**GIVEN EXERCISE**. Copy the passage on eating happiness word for word, starting at the words "Variation of eating" and stopping after "a separate line.".

**PAGE TEXT**.
Besides variability in forecasting accuracy between participants (see Figure 1), in-the-moment eating happiness showed a considerable variability within and between participants across all 2,898 eating occasions, as indicated by the ICC of 0.47 (see Table 1). The ICC value indicates that the observed variance in in-the-moment eating happiness was almost equally due to differences in how happy people were with their eating (between-person variability) and to how much people varied in their experienced happiness from one eating occasion to the next (within-person variability). Across participants, number of eating occasion was not significantly related to variability, r = −0.10 and p = 0.395. As the left side of Figure 2 shows, a substantial variation between and within individuals was also observed within each foodiness group (ICC = 0.40–0.42, Table 1). However, the three foodiness groups differed significantly in the variability of their in-the-moment eating happiness across eating occasions, F(2,70) = 4.57, p = 0.014, and η 2 = 0.12. People with a low tendency to foodiness showed greater variability of in-the-moment eating happiness (M = 217.04 and SD = 189.90), compared to people with a medium (M = 119.39, SD = 73.14, and p = 0.032) or high tendency to foodiness (M = 118.59, SD = 99.89, and p = 0.032).
Figure 2

Variation of eating happiness experienced in-the-moment between eating occasions and between assessment days, separated by foodiness groups. Each participant is indicated by a separate line.

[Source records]

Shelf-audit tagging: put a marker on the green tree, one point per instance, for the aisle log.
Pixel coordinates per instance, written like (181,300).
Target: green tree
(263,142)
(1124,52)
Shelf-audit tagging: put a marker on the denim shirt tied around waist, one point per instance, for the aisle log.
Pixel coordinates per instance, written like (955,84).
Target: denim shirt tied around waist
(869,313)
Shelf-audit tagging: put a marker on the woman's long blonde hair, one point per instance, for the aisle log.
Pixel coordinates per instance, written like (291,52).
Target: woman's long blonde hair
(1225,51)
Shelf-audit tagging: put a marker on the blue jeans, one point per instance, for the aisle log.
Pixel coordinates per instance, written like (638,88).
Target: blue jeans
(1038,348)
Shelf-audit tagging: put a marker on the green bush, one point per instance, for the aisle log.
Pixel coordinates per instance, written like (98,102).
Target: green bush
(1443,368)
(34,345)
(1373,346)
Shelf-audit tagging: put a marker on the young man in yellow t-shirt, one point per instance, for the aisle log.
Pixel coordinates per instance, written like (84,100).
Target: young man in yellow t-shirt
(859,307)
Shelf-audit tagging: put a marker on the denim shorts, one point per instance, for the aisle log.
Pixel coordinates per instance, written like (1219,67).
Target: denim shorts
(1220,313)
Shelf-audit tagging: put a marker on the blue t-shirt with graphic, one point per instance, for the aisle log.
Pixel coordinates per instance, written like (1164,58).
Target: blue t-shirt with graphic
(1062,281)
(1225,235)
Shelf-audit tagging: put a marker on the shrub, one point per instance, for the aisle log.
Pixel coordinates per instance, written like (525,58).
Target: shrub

==

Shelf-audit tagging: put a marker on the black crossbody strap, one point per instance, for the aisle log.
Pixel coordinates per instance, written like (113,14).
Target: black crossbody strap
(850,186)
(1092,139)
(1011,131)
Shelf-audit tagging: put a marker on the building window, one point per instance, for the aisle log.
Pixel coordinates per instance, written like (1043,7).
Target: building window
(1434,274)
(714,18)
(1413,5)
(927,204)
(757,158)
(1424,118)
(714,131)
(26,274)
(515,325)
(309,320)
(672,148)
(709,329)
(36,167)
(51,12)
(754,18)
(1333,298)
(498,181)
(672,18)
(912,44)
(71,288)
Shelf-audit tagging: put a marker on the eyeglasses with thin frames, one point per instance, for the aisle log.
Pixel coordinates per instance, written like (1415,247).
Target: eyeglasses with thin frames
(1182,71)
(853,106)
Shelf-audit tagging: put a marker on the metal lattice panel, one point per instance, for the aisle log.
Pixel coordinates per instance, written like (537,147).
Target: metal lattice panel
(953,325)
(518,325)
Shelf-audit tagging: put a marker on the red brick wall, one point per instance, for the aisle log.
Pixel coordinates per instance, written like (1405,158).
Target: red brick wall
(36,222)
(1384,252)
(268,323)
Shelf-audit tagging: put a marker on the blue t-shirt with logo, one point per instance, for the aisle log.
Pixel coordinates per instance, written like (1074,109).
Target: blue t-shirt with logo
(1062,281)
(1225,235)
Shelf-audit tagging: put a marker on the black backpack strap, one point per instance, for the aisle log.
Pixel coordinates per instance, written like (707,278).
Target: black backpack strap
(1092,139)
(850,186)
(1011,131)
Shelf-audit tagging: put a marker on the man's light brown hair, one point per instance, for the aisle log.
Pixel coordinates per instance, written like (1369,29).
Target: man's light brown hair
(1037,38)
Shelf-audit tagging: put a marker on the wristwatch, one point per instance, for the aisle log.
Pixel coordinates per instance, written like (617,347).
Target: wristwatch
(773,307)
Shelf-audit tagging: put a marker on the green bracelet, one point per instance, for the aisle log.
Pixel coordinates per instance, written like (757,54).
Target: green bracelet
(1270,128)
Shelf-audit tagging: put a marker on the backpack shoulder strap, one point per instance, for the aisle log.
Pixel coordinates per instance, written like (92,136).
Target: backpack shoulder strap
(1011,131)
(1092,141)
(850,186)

**EXERCISE RESPONSE**.
Variation of eating happiness experienced in-the-moment between eating occasions and between assessment days, separated by foodiness groups. Each participant is indicated by a separate line.